Set of tasks:
1. Return the part of the census article that begins at the words "Stuck between delays" and stops after "previous decennial counts.", copied word for word.
2. List the four federal bodies that the census article names: its agencies, its offices, its departments and its legislature.
3. Continue the article about the 2020 census count from where it stops.
━━━━━ Text section ━━━━━
The Census Bureau will wrap up field operations for the 2020 count in less than 20 days, but enumerators have yet to count 15% of the population in 10 states, leaving experts to raise questions the overall quality of the data.
Stuck between delays from the coronavirus pandemic and the Trump administration’s instruction to still complete the count on time, the bureau is working on a compressed timeline to wrap up field operations and process the data.
Chris Mihm, the managing director of the strategic issues team at the Government Accountability Office, told the committee Thursday that the bureau faces “an enormous challenge” completing the 2020 count on time with a level of data quality on par with previous decennial counts.
“The Census Bureau will complete a census. The question, and the risk, is what will be lost. Will it be a less-than-historically acceptable count in terms of completeness and in terms of accuracy, and that’s a big worry that I think everyone faces,” Mihm said.
While Congress has demonstrated bipartisan support for extending statutory deadlines for the 2020 count, it has yet to pass legislation that would allow those changes. Absent that legislation, top officials at the Commerce Department have instructed the bureau to find a way to deliver the apportionment data by Dec. 31.
━━━━━ Available data ━━━━━
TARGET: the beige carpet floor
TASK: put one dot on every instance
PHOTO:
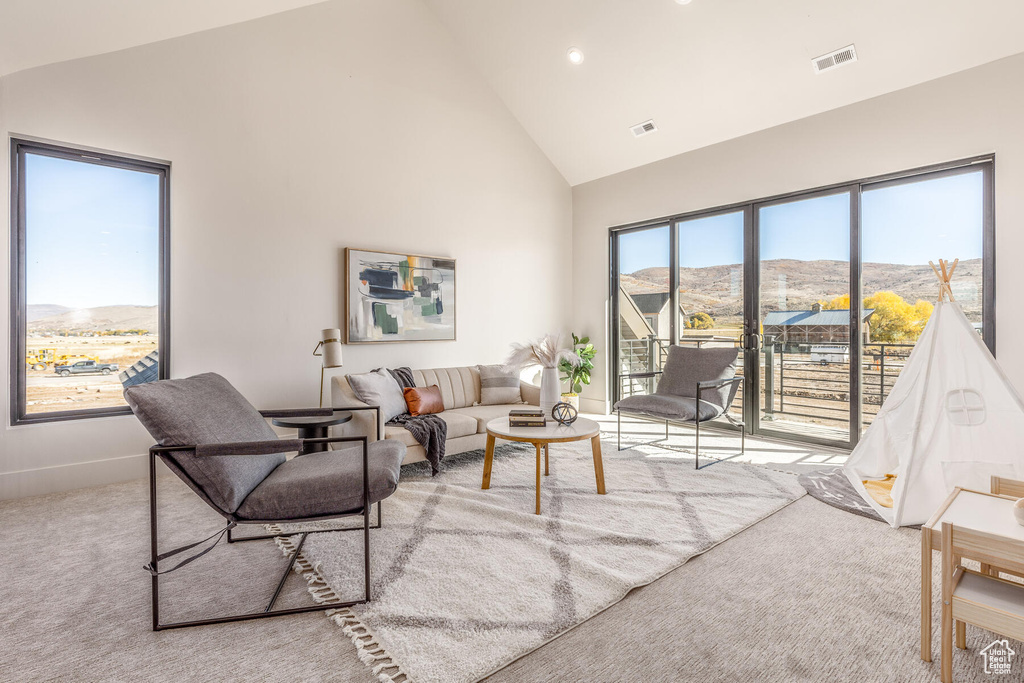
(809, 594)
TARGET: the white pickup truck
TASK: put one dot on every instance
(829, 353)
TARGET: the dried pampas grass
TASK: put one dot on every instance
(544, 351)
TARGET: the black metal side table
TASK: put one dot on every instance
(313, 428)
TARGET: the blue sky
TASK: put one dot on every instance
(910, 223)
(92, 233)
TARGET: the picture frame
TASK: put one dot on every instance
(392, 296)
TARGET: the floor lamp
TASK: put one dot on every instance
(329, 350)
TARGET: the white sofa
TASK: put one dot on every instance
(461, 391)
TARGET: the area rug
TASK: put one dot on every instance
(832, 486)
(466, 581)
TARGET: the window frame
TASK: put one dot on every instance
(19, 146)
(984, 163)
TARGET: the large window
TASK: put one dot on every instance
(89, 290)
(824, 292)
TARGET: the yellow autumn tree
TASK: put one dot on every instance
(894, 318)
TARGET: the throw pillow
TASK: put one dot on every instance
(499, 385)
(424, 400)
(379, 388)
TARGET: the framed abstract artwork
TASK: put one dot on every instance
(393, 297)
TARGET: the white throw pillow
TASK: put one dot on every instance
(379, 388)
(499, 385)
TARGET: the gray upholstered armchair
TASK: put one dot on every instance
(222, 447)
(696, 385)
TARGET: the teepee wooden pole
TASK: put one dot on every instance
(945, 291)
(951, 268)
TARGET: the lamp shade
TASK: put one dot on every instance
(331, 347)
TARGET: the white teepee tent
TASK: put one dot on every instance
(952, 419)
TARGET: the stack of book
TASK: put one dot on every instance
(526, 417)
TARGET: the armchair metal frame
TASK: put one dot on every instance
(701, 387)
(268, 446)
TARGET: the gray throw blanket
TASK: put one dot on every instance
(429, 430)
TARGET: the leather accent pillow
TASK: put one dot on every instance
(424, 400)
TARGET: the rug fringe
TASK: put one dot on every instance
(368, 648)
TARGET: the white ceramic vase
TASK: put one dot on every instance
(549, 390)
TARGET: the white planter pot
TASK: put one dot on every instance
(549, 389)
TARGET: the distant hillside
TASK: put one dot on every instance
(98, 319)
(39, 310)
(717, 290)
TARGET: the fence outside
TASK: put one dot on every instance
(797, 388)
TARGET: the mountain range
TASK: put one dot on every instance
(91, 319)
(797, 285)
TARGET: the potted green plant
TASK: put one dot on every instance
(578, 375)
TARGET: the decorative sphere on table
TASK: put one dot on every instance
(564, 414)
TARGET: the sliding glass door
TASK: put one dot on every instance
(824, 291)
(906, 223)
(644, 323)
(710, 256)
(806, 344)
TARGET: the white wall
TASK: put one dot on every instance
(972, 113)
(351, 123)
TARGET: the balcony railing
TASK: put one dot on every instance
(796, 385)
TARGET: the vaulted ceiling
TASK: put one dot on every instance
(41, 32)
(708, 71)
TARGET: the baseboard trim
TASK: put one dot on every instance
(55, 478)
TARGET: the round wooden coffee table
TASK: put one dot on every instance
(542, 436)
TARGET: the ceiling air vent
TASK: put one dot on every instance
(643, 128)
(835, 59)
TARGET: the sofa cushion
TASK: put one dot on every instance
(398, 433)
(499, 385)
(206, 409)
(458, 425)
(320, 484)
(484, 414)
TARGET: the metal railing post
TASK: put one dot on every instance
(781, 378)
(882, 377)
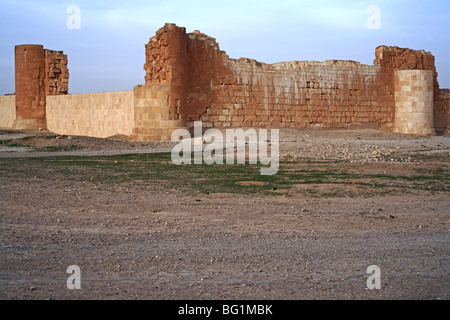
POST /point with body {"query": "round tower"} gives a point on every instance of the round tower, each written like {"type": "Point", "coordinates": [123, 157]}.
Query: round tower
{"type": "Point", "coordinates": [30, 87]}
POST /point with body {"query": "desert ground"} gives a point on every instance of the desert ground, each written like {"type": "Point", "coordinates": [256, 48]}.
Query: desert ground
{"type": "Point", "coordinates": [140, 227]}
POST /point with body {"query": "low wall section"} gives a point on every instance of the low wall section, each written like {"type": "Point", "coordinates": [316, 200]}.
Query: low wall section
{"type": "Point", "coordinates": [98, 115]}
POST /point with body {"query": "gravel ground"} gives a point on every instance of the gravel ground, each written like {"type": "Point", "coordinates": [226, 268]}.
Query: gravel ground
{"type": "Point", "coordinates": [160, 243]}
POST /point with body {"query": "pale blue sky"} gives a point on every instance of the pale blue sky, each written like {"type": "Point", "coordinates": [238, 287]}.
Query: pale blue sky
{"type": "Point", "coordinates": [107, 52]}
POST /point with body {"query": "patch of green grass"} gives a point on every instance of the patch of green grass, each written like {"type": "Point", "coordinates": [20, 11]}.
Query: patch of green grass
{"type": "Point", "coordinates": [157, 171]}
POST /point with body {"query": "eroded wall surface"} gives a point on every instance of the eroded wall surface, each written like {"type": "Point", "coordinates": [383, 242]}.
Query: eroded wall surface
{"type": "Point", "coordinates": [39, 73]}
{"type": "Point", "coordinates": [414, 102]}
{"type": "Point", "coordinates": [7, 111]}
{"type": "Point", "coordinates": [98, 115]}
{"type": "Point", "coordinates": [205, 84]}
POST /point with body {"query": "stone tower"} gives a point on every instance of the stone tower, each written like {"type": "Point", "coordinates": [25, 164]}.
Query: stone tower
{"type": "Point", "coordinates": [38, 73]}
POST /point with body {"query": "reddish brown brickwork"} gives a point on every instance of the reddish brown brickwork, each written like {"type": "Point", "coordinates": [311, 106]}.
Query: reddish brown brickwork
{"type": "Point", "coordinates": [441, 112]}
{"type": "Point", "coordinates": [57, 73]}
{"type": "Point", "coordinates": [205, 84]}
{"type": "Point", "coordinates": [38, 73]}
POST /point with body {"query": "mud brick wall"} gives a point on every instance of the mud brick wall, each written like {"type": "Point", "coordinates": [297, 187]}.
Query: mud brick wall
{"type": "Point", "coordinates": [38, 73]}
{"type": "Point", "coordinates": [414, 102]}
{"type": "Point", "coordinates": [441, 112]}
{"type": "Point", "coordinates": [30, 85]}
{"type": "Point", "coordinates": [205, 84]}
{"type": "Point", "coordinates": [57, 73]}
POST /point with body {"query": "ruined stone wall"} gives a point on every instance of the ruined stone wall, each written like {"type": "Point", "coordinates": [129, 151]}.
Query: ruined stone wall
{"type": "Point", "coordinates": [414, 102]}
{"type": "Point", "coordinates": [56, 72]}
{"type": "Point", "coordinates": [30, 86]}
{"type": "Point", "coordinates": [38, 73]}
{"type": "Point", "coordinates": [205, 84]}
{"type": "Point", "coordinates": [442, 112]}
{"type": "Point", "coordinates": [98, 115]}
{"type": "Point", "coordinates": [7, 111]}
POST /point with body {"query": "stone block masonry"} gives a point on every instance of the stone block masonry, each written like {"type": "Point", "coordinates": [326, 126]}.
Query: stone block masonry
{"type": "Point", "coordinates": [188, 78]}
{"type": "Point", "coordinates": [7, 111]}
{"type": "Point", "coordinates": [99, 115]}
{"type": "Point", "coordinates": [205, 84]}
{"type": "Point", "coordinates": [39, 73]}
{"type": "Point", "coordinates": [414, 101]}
━━━━━
━━━━━ Available data ━━━━━
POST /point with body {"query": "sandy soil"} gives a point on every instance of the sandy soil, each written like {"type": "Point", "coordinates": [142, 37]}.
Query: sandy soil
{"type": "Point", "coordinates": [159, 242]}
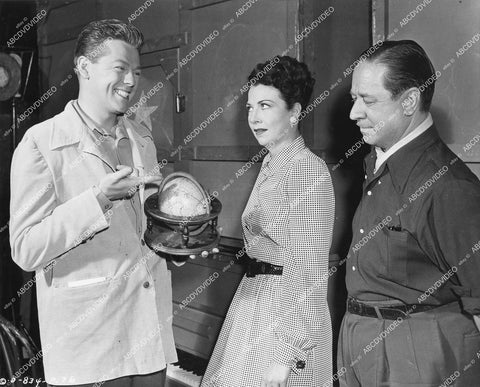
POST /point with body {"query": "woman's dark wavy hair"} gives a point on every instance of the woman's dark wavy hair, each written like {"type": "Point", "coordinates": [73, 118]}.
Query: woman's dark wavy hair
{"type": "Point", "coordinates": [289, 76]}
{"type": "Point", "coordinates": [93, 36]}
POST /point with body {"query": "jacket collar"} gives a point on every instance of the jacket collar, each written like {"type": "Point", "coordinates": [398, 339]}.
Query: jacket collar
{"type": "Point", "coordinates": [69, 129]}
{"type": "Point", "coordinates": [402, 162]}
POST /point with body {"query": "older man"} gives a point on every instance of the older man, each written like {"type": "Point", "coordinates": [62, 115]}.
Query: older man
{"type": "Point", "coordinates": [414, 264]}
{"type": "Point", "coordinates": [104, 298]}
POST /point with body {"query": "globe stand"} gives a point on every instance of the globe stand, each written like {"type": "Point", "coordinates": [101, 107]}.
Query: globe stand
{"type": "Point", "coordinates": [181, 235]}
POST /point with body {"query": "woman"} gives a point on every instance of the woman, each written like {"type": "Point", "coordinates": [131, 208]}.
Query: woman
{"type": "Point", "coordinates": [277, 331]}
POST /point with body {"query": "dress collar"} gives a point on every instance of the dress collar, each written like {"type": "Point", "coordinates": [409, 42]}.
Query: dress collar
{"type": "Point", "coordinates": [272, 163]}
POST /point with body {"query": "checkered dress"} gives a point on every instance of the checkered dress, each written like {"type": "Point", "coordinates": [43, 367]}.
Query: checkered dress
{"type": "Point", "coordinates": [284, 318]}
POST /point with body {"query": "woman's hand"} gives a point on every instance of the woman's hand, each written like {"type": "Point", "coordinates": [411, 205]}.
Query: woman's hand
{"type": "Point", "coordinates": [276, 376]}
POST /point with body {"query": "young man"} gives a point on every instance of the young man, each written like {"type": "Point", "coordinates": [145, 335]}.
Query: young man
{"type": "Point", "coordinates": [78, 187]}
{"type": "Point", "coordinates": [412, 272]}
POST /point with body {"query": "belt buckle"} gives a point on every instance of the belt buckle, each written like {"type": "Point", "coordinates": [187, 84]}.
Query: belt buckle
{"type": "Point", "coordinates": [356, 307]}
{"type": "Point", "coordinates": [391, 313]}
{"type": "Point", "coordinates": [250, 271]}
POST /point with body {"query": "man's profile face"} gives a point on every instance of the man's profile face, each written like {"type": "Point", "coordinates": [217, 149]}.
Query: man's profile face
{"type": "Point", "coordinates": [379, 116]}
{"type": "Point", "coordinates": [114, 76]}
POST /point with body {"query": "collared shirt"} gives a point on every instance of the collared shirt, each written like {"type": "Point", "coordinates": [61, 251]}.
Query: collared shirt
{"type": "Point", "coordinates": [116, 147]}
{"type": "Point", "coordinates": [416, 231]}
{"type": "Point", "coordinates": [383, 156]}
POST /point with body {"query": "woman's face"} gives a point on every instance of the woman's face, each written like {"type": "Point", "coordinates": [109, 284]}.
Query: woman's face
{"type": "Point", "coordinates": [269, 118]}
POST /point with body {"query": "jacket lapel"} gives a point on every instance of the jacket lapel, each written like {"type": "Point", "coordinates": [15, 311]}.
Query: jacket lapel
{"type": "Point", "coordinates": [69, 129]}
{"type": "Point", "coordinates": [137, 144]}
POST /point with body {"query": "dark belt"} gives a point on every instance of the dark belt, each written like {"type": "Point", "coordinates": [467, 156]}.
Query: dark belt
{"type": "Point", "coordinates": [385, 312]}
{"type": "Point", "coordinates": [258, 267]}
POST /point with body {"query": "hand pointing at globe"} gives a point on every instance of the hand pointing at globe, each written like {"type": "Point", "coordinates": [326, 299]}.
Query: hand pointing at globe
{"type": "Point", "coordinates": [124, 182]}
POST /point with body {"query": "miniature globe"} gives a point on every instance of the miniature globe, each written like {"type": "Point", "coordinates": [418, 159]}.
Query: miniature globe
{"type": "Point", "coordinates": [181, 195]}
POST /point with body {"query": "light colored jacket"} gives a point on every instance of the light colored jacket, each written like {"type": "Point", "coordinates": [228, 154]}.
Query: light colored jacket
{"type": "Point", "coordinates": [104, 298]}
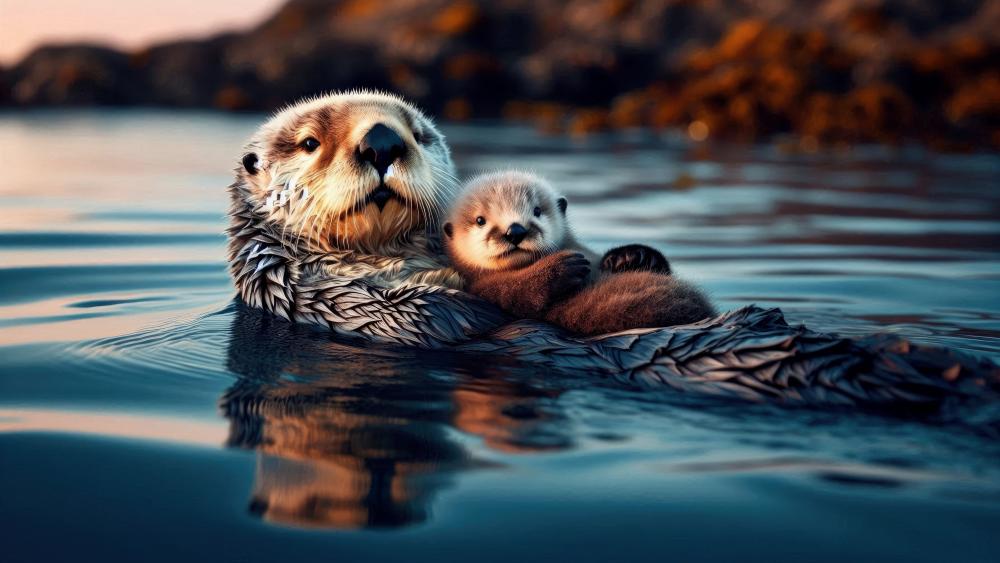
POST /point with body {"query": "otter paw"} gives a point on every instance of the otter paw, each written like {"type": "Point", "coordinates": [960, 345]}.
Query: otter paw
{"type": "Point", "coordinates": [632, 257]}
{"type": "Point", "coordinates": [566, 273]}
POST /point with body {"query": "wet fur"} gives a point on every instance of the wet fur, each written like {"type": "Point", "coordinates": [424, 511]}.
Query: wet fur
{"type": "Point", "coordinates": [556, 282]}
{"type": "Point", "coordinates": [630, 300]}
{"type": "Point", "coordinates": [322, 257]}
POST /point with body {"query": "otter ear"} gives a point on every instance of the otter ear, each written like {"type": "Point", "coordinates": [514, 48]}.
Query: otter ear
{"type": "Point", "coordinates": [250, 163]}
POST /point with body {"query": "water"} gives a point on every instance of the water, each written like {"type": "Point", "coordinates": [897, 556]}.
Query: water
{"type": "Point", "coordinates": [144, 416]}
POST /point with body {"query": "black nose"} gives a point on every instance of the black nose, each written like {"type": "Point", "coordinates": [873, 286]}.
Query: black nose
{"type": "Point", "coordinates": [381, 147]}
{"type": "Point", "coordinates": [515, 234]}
━━━━━
Results in order:
1.
Stuck between delays from the coronavirus pandemic and the Trump administration’s instruction to still complete the count on time, the bureau is working on a compressed timeline to wrap up field operations and process the data.
Chris Mihm, the managing director of the strategic issues team at the Government Accountability Office, told the committee Thursday that the bureau faces “an enormous challenge” completing the 2020 count on time with a level of data quality on par with previous decennial counts.

2.
Census Bureau
Government Accountability Office
Congress
Commerce Department

3.
Former Census Bureau Director John Thompson said the shortened timeframe for post-data collection processing will not allow the bureau to run the computer programs prepared to carry out the critical activities as planned.
Thompson said the bureau would have to modify or alter the sequence of these computer programs, and that rushing to modify these programs at the last minute increases the risk of programming errors that would impact the data quality of the 2020 count — but may not be realized until 2022.
“The likelihood of a serious computer error that goes undetected is very high,” he said.
Thompson warned that the compressed timeline for enumeration would likely require the bureau to rely more heavily on administrative records and other “proxy enumeration” techniques that would probably lower the overall quality of the 2020 census compared to previous decennial counts.
The “extreme truncation,” he warned, would also lead to inaccuracies that will disproportionately hurt hard-to-count populations.
Mihm said the bureau overall remains ahead of its schedule for non-response follow-up at this time, but he said that the coronavirus pandemic, along with recent hurricanes and wildfires, have created a “perfect storm” that has wreaked havoc on the bureau’s recruiting and hiring of enumerators.
The turnover rate for temporary census workers is about double the 10% attrition rate the bureau projected, and the bureau has faced challenges getting enumerators to work longer hours to make up the difference.
Meanwhile, the bureau expects to “close out” its non-response follow-up on Friday, a final attempt to gather basic information on households that has yet to be occupied. But with some area census offices that are under 50% complete with non-response follow up, Thompson said more time is needed to ensure accuracy.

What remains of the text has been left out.